[Image-grounded pointing data]

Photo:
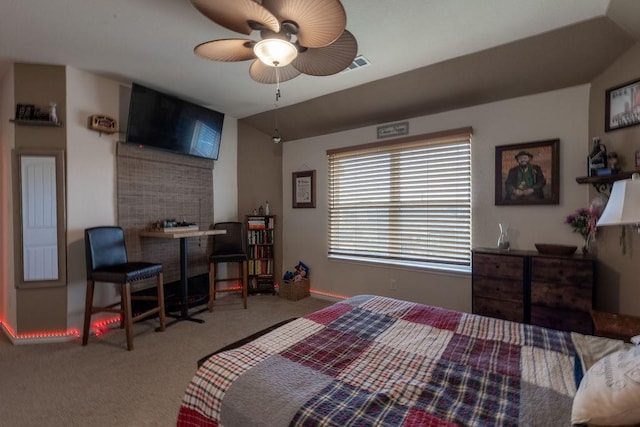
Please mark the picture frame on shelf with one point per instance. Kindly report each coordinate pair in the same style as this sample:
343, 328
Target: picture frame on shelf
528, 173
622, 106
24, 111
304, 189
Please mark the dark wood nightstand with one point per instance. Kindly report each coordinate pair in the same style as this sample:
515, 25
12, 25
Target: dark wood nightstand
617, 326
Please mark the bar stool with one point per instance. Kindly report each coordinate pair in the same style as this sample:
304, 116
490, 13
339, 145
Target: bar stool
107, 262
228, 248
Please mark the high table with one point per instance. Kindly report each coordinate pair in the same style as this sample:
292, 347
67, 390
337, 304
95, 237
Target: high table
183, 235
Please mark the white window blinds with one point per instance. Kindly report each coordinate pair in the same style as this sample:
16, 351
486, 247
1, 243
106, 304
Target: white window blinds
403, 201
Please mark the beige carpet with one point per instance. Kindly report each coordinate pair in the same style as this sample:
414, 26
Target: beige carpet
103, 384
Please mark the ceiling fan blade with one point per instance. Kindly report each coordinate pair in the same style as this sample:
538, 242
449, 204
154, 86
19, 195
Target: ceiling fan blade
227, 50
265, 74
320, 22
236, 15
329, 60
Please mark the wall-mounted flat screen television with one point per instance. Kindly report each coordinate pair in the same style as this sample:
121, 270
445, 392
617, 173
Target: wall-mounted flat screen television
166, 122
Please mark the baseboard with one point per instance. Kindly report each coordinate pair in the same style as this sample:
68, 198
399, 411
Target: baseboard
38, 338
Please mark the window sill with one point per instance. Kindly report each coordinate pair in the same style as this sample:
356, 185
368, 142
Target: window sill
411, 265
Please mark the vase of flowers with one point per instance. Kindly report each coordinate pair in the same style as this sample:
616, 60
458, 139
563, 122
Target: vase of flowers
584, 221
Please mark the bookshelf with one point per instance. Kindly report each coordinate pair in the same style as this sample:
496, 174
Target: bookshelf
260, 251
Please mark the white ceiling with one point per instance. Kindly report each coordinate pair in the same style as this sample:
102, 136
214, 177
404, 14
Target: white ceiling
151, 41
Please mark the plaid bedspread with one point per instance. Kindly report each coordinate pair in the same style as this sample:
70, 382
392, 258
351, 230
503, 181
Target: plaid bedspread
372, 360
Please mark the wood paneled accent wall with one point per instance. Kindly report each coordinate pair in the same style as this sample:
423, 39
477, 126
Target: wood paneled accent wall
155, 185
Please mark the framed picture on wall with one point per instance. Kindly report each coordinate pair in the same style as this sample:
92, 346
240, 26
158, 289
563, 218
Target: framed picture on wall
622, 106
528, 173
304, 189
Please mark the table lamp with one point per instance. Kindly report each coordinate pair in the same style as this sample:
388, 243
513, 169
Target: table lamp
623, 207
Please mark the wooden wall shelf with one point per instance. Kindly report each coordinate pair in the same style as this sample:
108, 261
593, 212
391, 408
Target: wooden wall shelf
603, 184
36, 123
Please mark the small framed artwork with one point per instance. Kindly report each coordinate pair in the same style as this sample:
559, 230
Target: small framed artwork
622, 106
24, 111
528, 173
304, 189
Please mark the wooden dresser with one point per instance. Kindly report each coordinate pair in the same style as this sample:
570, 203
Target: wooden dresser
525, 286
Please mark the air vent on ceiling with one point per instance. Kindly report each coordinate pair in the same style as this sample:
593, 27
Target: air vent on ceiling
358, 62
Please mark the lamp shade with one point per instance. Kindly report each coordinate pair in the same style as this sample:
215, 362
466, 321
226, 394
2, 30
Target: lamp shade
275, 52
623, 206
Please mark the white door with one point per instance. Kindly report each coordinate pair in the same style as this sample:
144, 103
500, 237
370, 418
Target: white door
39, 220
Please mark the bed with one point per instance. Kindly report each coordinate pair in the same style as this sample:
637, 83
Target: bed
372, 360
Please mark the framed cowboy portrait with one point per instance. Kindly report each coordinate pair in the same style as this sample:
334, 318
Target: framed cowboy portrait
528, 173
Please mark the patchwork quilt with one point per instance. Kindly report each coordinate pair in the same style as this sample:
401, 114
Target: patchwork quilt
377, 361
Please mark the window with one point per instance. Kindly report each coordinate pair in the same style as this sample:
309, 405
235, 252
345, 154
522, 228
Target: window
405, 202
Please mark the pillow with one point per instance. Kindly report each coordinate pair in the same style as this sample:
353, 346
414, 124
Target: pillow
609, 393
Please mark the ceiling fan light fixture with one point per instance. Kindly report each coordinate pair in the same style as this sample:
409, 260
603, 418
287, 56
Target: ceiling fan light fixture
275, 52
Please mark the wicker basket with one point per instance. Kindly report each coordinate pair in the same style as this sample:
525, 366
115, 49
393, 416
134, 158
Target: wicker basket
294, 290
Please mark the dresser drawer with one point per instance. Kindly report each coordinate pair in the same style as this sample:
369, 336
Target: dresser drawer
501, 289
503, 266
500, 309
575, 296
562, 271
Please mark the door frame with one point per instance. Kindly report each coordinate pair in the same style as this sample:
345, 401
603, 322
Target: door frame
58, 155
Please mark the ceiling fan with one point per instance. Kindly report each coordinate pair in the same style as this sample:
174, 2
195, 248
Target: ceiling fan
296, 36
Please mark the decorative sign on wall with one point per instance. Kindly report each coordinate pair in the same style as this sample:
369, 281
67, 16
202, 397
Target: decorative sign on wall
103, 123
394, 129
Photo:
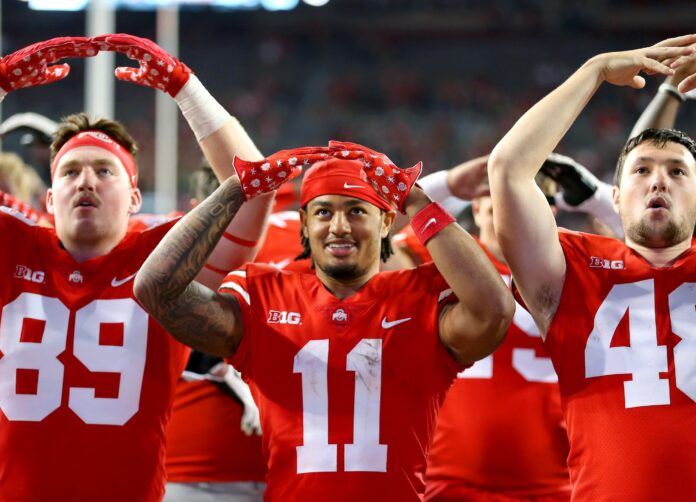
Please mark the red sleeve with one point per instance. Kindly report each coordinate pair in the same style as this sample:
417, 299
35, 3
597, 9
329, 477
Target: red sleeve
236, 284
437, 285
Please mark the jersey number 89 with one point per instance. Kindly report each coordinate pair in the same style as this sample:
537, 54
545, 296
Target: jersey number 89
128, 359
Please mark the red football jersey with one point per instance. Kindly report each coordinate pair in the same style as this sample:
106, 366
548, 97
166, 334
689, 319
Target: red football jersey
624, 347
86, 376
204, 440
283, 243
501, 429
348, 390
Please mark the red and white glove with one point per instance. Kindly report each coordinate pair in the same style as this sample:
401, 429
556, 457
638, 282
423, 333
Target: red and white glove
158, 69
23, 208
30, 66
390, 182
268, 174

**WORK ITEM**.
Reproduce all the records verbatim, excluding images.

**ANSWER TO THIS TASK**.
Photo:
Please mark the picture frame on shelf with one point per instance. Kindly report each coordinate pair in the same style as this sample:
343, 328
Target: picture frame on shelf
528, 173
622, 106
24, 111
304, 189
Please mark the dark wood nightstand with one point per instance. Kindly report each coordinate pair in the same style as this sample:
515, 25
12, 25
Target: dark wood nightstand
617, 326
Please mark the bar stool with one point per instance. Kindly report each coordinate pair in the same style as this sample:
304, 116
490, 13
339, 145
Target: bar stool
107, 262
228, 248
Please mark the high table with one point per instance. Kindly report each coordinate pair in the same style as this sample:
292, 347
67, 390
337, 304
95, 237
Target: high table
183, 235
Please mark the white window blinds with one point per instance. Kindly report each coordinate pair in the same style as this sample:
16, 351
486, 247
1, 243
106, 304
Target: white window blinds
403, 201
Please mark the beige carpet with one point per instance. Kindly report each coordinate pair in the same style as this sample:
414, 26
Target: beige carpet
103, 384
Please mark the ceiling fan blade with one point per instance. Kindly report each coordinate pair in the same style as this sample:
538, 242
449, 204
154, 86
19, 195
Target: ceiling fan blade
227, 50
265, 74
320, 22
236, 15
329, 60
Please mark the wall-mounted flat screen television with one point per instance. Kindly report each coordinate pair in the same style as this sample:
121, 270
445, 392
617, 173
Target: wall-mounted flat screen television
166, 122
Please mark the baseboard with one point per instance. Kindly report each coordinate pair in the same style as this sample:
68, 198
399, 411
Target: baseboard
38, 338
Please mark the window sill with one point per instance. Kindly report each coordinate pair in the same style as this sample:
356, 185
368, 142
Target: window sill
411, 265
Please mark the vase of flowers with one point per instance. Kindly report each coordinate pair in the same style as this sample:
616, 60
458, 139
563, 122
Target: vase of flowers
584, 221
Please mark the bookshelf with one point per instance. Kindly report each coordinate pair in the same style as this sample:
496, 174
Target: bookshelf
260, 251
Please mark the white ceiling with one point per instance. Kindly report each coordinate pair in the same style as this sample:
102, 136
214, 177
404, 14
Target: white ceiling
151, 41
Please mark the plaid bedspread with one point per instance. Kindly report each coordinate pair in the same style as this sample:
70, 382
392, 258
351, 230
503, 181
Target: plaid bedspread
372, 360
Please mark the wood paneled accent wall with one point per instance. Kindly report each coordinate pair in the same style as this sample:
423, 39
477, 126
Target: wood paneled accent wall
155, 185
Please mark the framed picture on wall with one point per instance. Kindly report each coordinate pair in the same style as this sample:
92, 346
240, 26
158, 289
563, 218
Target: framed picture on wall
622, 106
528, 173
304, 189
Please mark the table lamp with one point per instance. Kindly report each coordinate pair in the same style as this sample:
388, 243
513, 169
Target: table lamp
623, 207
Please mark the wooden wall shelf with one point per instance. Kindly report each coordinate pair in the same style as this sample:
108, 261
593, 212
391, 408
Target: wooden wall shelf
603, 184
36, 123
Please mark the small framed artwork with one point per instance. Kindly report each coordinate pair in the same style as this sample:
559, 230
Target: small framed artwork
622, 106
24, 111
528, 173
304, 189
Please mark the wooden dresser with one point per instance. Kindly report each coordinate pair in the same style as this sample:
570, 203
Target: wooden dresser
525, 286
Please mark the air vent on ceiling with one point per instance. Kindly report each coordinate pair in the same style as this sample:
593, 27
Target: air vent on ceiling
358, 62
Please mark the lamp shade with one point per instance. Kindly report each coordinate pair in the same style as this sample:
215, 362
466, 321
226, 394
2, 30
Target: lamp shade
275, 52
623, 206
Please mark the white door with one point per instance. Kindly report each coordinate pair in the same style as this sample:
144, 103
500, 237
370, 418
Target: white door
39, 220
Please mark the bed with one point per instance. Kindly report each coordinate pair in the same style as this sample:
637, 83
Target: bed
372, 360
Please mark the framed cowboy portrait with one point per instance. Kindly report each coordinate pair in the same style as this sample:
334, 318
Target: framed cowboy portrait
528, 173
Please mark the patchwork quilt with one point per instance. Kindly report each coordinate pair in the same style as this sample:
401, 114
Target: patchwork quilt
377, 361
Please mark the window with one point per instance. Kindly report each coordinate pair in the same style as this sample:
309, 405
235, 252
345, 154
522, 228
Target: window
405, 202
Please mark the pillow with one point per instance. Kindly report each coordinate pair in the same style as this sample:
353, 346
414, 124
Target: pillow
609, 393
Please mark the ceiling fan light fixture with one point per instance. Kindly report each coordinate pair in the same style as this sample:
409, 260
603, 418
287, 56
Target: ceiling fan light fixture
275, 52
Please mark the wicker basket with one point per instance. Kindly report each coordinate pair in the same style as this sample:
525, 366
115, 49
393, 416
134, 158
Target: wicker basket
294, 290
Please mark the dresser drawer with one point per instance. Kindly report each coordinate pair in the same style as this sample:
369, 336
Target: dresser drawer
501, 289
503, 266
500, 309
575, 296
562, 271
Please mark the door frame with one point per instance. Kindly report each coordinate pair in the same style as this sample:
345, 401
603, 322
Target: door frame
58, 155
Please mark the ceiling fan with one point per instance. Kindly report each coordinate pair in the same style as this sample:
174, 2
195, 248
Target: ceiling fan
296, 36
Please mark the decorative sign on wall with one point per instance. Kindly report each coordinate pair in the same style as this sample:
369, 281
67, 16
202, 397
Target: decorative sign on wall
103, 123
394, 129
Photo:
Please mark the red sleeve with one point per instance. Kindly report each coordinate pair in the same style as this sample:
417, 299
35, 3
597, 9
329, 477
Target: red sleeve
236, 284
437, 285
Please mark the jersey number 89 with one point per instance. Kindly report each coordinate pair in the same style as this sample:
537, 54
545, 296
Target: jersey number 89
128, 359
Please mark the red football jersey with one point per instance. Kindly report each coordinate pair in the same style as this sample:
106, 366
548, 97
166, 334
689, 319
Target: red football jersey
624, 347
86, 376
204, 440
283, 243
501, 429
348, 390
Please mark the red and white glove with one point per instance. Kindly report each coordinate pair in the same style as this sample:
401, 429
556, 457
638, 282
423, 333
Target: red and white glove
158, 69
23, 208
30, 66
390, 182
268, 174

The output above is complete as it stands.